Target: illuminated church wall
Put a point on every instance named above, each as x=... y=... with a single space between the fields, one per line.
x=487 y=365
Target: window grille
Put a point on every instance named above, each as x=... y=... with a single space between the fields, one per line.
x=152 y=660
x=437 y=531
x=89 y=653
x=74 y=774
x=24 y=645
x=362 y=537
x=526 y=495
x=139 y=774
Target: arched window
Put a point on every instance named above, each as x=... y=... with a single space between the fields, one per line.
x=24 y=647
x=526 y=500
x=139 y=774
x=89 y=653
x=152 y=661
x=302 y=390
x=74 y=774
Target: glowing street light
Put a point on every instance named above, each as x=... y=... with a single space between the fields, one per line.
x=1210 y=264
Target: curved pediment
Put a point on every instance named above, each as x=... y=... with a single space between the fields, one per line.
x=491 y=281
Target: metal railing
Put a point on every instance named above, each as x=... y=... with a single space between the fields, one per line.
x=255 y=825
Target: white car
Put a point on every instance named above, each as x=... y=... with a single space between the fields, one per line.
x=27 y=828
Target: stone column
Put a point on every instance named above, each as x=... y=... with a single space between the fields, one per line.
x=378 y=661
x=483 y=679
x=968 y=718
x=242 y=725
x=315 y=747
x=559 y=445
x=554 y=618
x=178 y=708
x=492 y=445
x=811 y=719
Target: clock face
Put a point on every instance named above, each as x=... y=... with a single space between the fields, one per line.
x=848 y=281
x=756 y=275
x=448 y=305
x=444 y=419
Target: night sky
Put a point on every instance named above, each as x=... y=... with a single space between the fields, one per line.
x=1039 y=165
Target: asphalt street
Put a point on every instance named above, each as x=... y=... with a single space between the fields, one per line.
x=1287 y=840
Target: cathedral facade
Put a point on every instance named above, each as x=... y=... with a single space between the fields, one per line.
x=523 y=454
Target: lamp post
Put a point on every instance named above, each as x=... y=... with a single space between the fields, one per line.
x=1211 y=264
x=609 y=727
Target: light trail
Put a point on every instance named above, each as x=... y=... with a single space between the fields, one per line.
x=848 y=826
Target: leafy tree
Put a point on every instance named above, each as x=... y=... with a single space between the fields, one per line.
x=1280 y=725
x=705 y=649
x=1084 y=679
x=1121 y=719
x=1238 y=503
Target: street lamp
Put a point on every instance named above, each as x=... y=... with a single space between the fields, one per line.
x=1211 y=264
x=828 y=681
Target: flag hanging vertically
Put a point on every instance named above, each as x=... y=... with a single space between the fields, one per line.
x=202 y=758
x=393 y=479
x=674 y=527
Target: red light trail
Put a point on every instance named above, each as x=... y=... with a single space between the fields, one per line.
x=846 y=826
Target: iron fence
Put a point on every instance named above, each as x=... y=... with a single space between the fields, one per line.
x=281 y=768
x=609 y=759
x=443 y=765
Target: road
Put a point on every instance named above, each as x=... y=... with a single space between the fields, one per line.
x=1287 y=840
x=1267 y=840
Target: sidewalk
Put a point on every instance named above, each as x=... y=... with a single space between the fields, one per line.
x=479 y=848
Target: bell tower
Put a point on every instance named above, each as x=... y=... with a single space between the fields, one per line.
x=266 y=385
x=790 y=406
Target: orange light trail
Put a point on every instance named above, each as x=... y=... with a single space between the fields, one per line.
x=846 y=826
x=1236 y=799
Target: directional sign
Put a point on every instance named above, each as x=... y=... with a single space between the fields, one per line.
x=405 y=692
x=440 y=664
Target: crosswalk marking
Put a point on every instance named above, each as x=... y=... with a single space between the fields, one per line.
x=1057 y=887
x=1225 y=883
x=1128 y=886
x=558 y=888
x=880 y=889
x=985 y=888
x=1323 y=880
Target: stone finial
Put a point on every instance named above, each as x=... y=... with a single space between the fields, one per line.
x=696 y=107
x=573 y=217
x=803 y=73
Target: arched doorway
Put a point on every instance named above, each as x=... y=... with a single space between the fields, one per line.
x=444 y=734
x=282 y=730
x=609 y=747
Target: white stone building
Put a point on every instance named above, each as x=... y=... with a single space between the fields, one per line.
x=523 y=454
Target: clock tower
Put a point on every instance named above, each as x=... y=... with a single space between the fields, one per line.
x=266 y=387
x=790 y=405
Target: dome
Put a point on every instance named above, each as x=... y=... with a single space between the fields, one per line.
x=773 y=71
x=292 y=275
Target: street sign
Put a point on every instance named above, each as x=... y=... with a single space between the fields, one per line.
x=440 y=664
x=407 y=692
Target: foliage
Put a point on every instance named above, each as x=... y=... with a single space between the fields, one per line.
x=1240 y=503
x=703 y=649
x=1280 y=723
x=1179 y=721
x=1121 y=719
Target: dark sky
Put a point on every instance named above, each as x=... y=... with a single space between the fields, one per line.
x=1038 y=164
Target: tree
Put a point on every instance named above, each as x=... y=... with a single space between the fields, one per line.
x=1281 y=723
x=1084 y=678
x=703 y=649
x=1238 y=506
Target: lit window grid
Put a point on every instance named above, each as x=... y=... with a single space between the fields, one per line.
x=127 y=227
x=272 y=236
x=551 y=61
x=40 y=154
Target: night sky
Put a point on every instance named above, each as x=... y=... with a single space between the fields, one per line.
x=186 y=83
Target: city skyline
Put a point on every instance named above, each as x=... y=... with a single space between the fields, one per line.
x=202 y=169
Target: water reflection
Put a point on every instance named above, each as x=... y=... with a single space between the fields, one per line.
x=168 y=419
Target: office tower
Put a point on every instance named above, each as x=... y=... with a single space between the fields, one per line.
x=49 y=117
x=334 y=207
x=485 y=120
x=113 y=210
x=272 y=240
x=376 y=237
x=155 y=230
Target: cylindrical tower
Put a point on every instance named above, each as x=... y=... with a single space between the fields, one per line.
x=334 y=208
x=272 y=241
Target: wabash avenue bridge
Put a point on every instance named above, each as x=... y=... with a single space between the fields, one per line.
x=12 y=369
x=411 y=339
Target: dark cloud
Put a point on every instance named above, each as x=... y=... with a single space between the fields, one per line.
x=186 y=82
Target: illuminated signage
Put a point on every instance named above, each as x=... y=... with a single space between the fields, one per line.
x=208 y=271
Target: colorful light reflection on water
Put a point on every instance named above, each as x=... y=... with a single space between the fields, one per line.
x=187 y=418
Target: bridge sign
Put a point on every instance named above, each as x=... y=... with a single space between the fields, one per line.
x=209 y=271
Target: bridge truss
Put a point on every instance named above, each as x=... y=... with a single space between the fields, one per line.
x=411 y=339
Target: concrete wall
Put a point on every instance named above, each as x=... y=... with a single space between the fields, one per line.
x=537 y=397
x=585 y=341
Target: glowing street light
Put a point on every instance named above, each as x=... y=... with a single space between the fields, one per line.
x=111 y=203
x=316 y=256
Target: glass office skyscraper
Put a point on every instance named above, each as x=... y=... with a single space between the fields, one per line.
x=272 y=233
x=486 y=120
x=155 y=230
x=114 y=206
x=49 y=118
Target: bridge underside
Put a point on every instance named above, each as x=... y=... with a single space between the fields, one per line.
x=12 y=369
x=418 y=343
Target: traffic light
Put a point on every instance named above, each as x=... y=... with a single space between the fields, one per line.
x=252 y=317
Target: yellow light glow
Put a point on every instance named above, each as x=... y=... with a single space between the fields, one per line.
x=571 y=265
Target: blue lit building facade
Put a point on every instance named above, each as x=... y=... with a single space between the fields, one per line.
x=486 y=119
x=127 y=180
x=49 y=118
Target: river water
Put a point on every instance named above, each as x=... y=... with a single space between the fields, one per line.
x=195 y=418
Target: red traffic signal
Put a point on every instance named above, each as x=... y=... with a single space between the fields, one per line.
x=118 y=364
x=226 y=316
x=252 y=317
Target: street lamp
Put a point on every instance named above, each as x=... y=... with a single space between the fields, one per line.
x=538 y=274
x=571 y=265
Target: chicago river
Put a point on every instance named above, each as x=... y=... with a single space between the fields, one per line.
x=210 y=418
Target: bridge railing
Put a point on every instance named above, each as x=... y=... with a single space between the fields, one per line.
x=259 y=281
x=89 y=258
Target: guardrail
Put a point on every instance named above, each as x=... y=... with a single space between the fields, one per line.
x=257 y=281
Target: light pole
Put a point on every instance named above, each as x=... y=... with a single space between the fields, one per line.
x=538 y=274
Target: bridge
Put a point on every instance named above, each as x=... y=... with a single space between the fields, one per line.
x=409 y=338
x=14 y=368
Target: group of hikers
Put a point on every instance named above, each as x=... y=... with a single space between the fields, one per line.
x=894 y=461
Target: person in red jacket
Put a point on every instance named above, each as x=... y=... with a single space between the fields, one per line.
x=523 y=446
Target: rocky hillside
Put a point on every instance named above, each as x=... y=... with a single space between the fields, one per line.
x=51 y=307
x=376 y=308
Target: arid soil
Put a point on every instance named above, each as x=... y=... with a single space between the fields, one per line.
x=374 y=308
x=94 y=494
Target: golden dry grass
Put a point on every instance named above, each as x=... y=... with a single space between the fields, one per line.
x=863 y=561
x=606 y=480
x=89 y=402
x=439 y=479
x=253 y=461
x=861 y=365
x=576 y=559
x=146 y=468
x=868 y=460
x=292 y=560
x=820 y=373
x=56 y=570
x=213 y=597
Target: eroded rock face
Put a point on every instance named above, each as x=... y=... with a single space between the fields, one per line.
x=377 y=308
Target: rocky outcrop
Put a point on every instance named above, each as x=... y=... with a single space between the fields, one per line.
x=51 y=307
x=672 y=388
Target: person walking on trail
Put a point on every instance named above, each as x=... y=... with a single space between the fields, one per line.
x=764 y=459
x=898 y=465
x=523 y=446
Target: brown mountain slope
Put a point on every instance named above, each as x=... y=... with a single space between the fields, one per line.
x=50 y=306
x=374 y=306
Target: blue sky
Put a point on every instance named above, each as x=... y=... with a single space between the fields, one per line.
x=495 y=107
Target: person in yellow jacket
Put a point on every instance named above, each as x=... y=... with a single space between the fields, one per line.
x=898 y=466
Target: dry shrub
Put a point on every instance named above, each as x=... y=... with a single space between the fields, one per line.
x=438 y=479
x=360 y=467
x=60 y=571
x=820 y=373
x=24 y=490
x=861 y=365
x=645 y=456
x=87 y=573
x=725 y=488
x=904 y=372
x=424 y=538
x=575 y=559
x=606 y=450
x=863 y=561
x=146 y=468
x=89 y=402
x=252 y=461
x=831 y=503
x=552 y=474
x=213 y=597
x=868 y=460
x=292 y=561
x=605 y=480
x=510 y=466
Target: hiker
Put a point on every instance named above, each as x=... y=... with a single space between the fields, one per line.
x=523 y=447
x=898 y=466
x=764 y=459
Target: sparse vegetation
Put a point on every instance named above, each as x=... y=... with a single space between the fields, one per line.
------------------------------------------------------------
PROBLEM STATEMENT
Write out the lines of the items as a JSON list of strings, one string per line and no blank lines. Start at the line containing "Target: arid soil" and include everything through the last line of the items.

SOLVED PROBLEM
[
  "Target: arid soil",
  "Put a point on every instance named above, each as x=... y=... with a single space between the fields, one per line.",
  "x=374 y=308",
  "x=94 y=494",
  "Target: golden dry grass",
  "Put a point on every instance named above, each as x=... y=... with a single space between the fields, one per line.",
  "x=863 y=561",
  "x=606 y=480",
  "x=89 y=402",
  "x=439 y=479",
  "x=253 y=461",
  "x=861 y=365",
  "x=576 y=559",
  "x=146 y=468",
  "x=868 y=460",
  "x=292 y=560",
  "x=820 y=373",
  "x=56 y=570",
  "x=213 y=597",
  "Target: eroded rock face",
  "Put a point on every instance named above, each as x=... y=... with a single space between the fields, one per line.",
  "x=377 y=308",
  "Target: rocky outcrop",
  "Put a point on every instance named above, each as x=... y=... with a single space between the fields, one per line.",
  "x=51 y=307",
  "x=672 y=388",
  "Target: person walking on trail",
  "Put a point on every instance named above, each as x=... y=... with a single space between the fields, one per line.",
  "x=764 y=459",
  "x=898 y=465",
  "x=523 y=446",
  "Target: brown mountain slope",
  "Put a point on every instance named above, each as x=... y=... with a single space between the fields, one per line.",
  "x=50 y=306",
  "x=374 y=306",
  "Target: blue sky",
  "Put a point on every instance named above, each as x=... y=... with a single space between the fields, one per line.",
  "x=495 y=107",
  "Target: person in yellow jacket",
  "Put a point on every instance named above, each as x=... y=... with a single space between the fields, one per line.",
  "x=898 y=466",
  "Target: dry shrub",
  "Put a point on every instance named above, each as x=... y=... with a single space between the fields, one per line.",
  "x=438 y=479",
  "x=360 y=467",
  "x=60 y=571",
  "x=820 y=373",
  "x=24 y=490",
  "x=861 y=365",
  "x=645 y=456",
  "x=87 y=573",
  "x=725 y=488",
  "x=904 y=372",
  "x=424 y=538",
  "x=575 y=559",
  "x=606 y=450",
  "x=863 y=561",
  "x=146 y=468",
  "x=89 y=402",
  "x=252 y=461",
  "x=831 y=503",
  "x=552 y=474",
  "x=213 y=597",
  "x=868 y=460",
  "x=292 y=561",
  "x=605 y=480",
  "x=510 y=466",
  "Target: hiker",
  "Put a point on every instance named above, each as x=... y=... with a single space between the fields, one per line.",
  "x=523 y=447",
  "x=898 y=466",
  "x=764 y=459",
  "Target: sparse vegetation",
  "Put a point on every instance named above, each as x=... y=... with a single space between the fields, one per line."
]